Yüzüklerin Efendisi'ni yeniden izleyen Peter Jackson: Üçleme tutarsız

Yönetmen sorunları düzeltti, bu nedenle üçleme artık "tek ve büyük bir film gibi hissettiriyor"

Orta Dünya maceraları Amazon Prime'da yayımlanacak yeni diziyle geri dönecek (New Line Cinema/Warner Bros)
Orta Dünya maceraları Amazon Prime'da yayımlanacak yeni diziyle geri dönecek (New Line Cinema/Warner Bros)
TT

Yüzüklerin Efendisi'ni yeniden izleyen Peter Jackson: Üçleme tutarsız

Orta Dünya maceraları Amazon Prime'da yayımlanacak yeni diziyle geri dönecek (New Line Cinema/Warner Bros)
Orta Dünya maceraları Amazon Prime'da yayımlanacak yeni diziyle geri dönecek (New Line Cinema/Warner Bros)

Peter Jackson Yüzüklerin Efendisi (Lord of the Rings) üçlemesini tekrar izledikten sonra "tutarsız" bulduğunu itiraf etti.

┄┄┄┄┄┄

_Alıştırma görevleri_
[1] Peter Jackson haberinde hangi şirket ve yayın platformu adları geçiyor? Hepsini sıralayın.
[2] Peter Jackson haberine göre aşağıdaki soruları yanıtlayın.
(a) Orta Dünya maceraları hangi platformda yayımlanacak yeni diziyle geri dönecek?
(b) Yönetmen sorunları düzelttikten sonra üçleme nasıl hissettiriyor?
(c) Peter Jackson üçlemeyi tekrar izledikten sonra onu nasıl bulduğunu itiraf etti?
[3] Peter Jackson haberini son cümlesinden sonra devam ettirir misiniz?

_Veriler_

┄┄┄┄┄┄

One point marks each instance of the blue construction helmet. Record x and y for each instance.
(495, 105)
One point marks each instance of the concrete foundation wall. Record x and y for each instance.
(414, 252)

┄┄┄┄┄┄

_Alıştırma sonuçları_
[1] Amazon Prime, New Line Cinema, Warner Bros

[2]
(a) Amazon Prime
(b) Tek ve büyük bir film gibi
(c) Tutarsız

[3]
Yönetmen filmlere tekrar göz attıktan sonra her yeni filmde teknolojinin gelişmesi nedeniyle bölümlerin birbirinden çok farklı göründüğünü fark etti.
Jackson üç filmde de renk derecelendirmesindeki değişimden o kadar rahatsız olmuştu ki, bu onu meşhur seriyi yeniden düzenlemeye teşvik etti.
Yönetmen, yeni bir video röportajda "Geri dönüp bu filmleri tekrar izlemek ilginçti, çünkü ne kadar tutarsız olduklarını fark ettim ve bu gerçekten de Yüzüklerin Efendisi üçlemesinin ilk olarak 20 yıl önce çekilme biçiminden kaynaklanıyor" dedi.
Jackson 2001 ve 2003 arasında vizyona giren filmlerini düzeltme olanağından bahsederken, "Şimdi tüm bu oyuncaklara sahip olmak eğlenceli, eski günlerde oynayabileceğimiz bu şeyler yoktu" dedi.
Jackson fırsatlardan istifade ederek 2012 ve 2014 arasında vizyona giren Hobbit üçlemesini bile yeniden düzenledi.
Sonuç olarak, Yüzüklerin Efendisi: Yüzük Kardeşliği'nden (The Lord of the Rings: The Fellowship of the Ring) Hobbit: Beş Ordunun Savaşı'na (The Hobbit: Battle of the Five Armies) kadar yönetmenin 6 filminin hepsi artık “aynı hikayeyi anlatan, aynı görünen ve aynı tınlayan tek ve büyük bir film gibi” hissettiriyor.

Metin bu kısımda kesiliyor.